>> begin GIVEN RECORDS

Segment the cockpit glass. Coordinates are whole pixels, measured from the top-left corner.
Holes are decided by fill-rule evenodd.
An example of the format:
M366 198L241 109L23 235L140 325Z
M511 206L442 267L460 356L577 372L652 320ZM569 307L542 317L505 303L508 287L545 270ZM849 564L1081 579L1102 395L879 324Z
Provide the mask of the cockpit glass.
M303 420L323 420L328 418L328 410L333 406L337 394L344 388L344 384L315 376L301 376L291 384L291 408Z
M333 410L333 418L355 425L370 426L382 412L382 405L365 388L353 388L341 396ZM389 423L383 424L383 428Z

>> end GIVEN RECORDS

* [TASK STATEMENT]: Reproduce all of the data above verbatim, line by line.

* [SOLUTION FOR THIS PROBLEM]:
Segment the cockpit glass. Coordinates are whole pixels, measured from the top-left corner.
Holes are decided by fill-rule evenodd.
An example of the format:
M366 198L241 109L23 235L140 325Z
M511 206L442 267L460 356L577 372L652 320ZM569 307L542 317L505 303L508 287L545 270ZM849 564L1081 579L1102 395L879 324Z
Provide the mask of the cockpit glass.
M303 420L323 420L328 418L328 410L333 406L337 394L344 388L344 384L315 376L301 376L291 384L291 408Z
M333 410L333 418L355 425L370 426L382 412L382 405L365 388L353 388L341 396ZM389 423L383 424L383 428Z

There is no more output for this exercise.